───── EXCERPT TO READ ─────

Love comes here to die: Zagreb’s Museum of Broken Relationships

The quirky museum is a repository of love’s wreckage—a love letter here, a wedding dress there, voodoo dolls, an axe, and the occasional stolen toaster.

Zagreb is a small city, everyone tells me. The receptionist at my hotel, the lady at the shoe store, the Uber driver that miraculously didn’t cancel, the vendor that sold me fritule (Croatian donuts) at the Christmas market.   

It’s small but the capital is also the largest city in Croatia whose population hovers just below 4 million. Incredibly, Zagreb has more than 30 museums, all dedicated to preserving an aspect of history. You have museums for the natural world, automobiles, archeology, technology, mushrooms, and hangovers or “the museum closest to your liver” that features the funniest hangover stories and things people wake up with (hookers not included).

When ex-lovers are finally able to let go of these artifacts, they are sent here to be part of a collection of everyday objects. Maybe it’s a kind of therapy—or a final “Fuck you!”

Zagreb’s historic district is divided into Lower Town and Upper Town. The former is alive with music, the sound of children’s laughter wafting in the squares on Sunday, bars, cafes, monuments and shops; the latter, the historic heart of the city, is a more quiet area.

History whispers on this hill, reveals its secrets in narrow cobblestone streets. On such a street is inarguably Zagreb’s most famous museum: The Museum of Broken Relationships.

Everyone in Zagreb knows about this museum. What looks like a former house is now a gallery of failed relationships—a love letter here, a parachute rig there, a leg prosthesis, a wedding dress sealed in a jar, love letters, a shock of hair, handcuffs, rings, postcards, an exercise bike, a corkscrew, books, stuffed toys, an axe, and the occasional stolen toaster.

Love’s wreckage

The Toaster of Vindication, sent from Denver, Colorado, a remnant from a four-year relationship.
Photos by Tanya Lara
The Action Man, sent from Basel, Switzerland

The museum is a graveyard for lost love, if you will. When ex-lovers are finally able to let go of these ruins, they are sent here to be part of a collection of everyday objects that are sometimes exhibited in different parts of the world.

Maybe it’s a kind of therapy—or a final “Fuck you!”

Whatever the motivation of the donors, they are letting the public into a secret world of tenderness and spite, at turns sad and funny. The description of each object is written by the sender—and it’s not always a spurned lover (but the funniest ones are) despite the enormous amount of spite. One is from a child who witnessed the enduring love of his parents, some are from friends, some are objects belonging to strangers even.

The Museum of Broken Relationships was founded by former lovers, Croatian filmmaker Olinka Vištica and sculptor Dražen Grubišić, whose love affair ran its course after four years. Olinka remembers that day when they called it quits.

───── GIVEN INFORMATION ─────

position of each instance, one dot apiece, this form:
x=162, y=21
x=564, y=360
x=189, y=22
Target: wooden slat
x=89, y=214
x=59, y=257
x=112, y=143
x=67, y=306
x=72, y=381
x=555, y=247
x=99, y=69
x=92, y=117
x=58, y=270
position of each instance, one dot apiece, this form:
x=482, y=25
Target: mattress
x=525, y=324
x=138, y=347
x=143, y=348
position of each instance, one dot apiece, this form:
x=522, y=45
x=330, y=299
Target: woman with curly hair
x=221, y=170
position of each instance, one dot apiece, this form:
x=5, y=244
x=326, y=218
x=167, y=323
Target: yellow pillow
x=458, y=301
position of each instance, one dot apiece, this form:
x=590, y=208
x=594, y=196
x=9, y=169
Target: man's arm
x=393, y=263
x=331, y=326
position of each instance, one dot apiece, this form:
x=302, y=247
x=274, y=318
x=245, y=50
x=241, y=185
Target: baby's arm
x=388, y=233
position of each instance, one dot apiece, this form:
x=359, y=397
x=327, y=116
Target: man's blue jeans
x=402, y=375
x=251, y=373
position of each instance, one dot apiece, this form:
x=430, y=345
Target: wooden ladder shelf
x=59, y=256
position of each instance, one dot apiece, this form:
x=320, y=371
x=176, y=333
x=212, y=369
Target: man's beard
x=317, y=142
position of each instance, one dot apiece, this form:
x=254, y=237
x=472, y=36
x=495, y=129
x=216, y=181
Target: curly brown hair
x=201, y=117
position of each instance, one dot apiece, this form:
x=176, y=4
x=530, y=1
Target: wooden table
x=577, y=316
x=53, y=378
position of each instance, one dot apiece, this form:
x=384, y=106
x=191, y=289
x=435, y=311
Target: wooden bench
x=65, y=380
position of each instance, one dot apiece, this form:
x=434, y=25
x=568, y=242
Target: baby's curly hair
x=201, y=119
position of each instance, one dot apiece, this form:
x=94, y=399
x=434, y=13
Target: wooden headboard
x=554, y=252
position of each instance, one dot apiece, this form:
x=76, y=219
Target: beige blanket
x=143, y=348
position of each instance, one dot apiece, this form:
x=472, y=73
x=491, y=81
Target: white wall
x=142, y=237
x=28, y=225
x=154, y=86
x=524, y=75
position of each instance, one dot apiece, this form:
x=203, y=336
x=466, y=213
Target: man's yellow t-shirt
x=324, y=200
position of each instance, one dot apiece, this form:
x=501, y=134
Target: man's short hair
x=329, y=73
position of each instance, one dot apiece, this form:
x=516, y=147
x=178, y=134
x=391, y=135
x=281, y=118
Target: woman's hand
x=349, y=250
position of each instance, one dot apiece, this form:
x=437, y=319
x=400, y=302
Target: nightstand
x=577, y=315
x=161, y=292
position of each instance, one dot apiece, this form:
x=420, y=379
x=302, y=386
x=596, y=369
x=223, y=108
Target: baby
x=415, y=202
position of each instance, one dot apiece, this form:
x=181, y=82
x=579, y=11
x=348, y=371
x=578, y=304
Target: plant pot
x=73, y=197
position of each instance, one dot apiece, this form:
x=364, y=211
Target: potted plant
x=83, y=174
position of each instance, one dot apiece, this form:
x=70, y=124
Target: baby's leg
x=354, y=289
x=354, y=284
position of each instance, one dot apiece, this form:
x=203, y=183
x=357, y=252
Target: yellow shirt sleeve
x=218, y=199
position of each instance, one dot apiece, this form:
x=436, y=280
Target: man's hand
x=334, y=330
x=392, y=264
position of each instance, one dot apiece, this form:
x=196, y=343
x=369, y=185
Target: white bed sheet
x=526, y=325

─────

TASKS TO COMPLETE:
A: According to the museum article, who founded the Museum of Broken Relationships?
B: List every subject that the museum article gives for Zagreb's other museums.
C: Extend the article on the Museum of Broken Relationships past its final sentence.
The records come from a source unrelated to the museum article.

RESPONSES BY TASK:
A: Former lovers Olinka Vištica, a Croatian filmmaker, and Dražen Grubišić, a sculptor.

B: The natural world, automobiles, archeology, technology, mushrooms, hangovers

C:
“In a house that seemed to have already been split down the middle, we took to sitting almost without speech at the kitchen table trying to overcome the feeling of loss and quietly surrender to the end of love,” she writes in the book accompanying the collection. “When we spoke, we spoke gently as if trying to not disturb the bandage on a newly opened wound.”

Like all lovers whose lives first mingle and then eventually merge, their home was filled with personal effects, “the remains of our four years gawking at us from every corner of the house. Even the kitchen table where we sat was loaded with meaning and memories that were doomed to fade away along with out shattered relationship.”

Olinka rails against love experts that “want us to get rid of every merciless reminder of our washed-out love, of yet another defeat, of yet another failure. Libraries and virtual space are flooded with advice for attaining oblivion. But is total erasure the only way out?”

How it started

The Museum of Broken Relationships is located in Zagreb’s Upper Town, the heart of the city’s historic district.

Olinka and Dražen first introduced the museum in 2006 as an installation at a local art festival. Forty objects entrusted by their friends were displayed in a ship container with personal stories written by the owners. “Stories that once had meaning to only two souls immediately resonated with an audience, strangers that recognized that heartache all too well.”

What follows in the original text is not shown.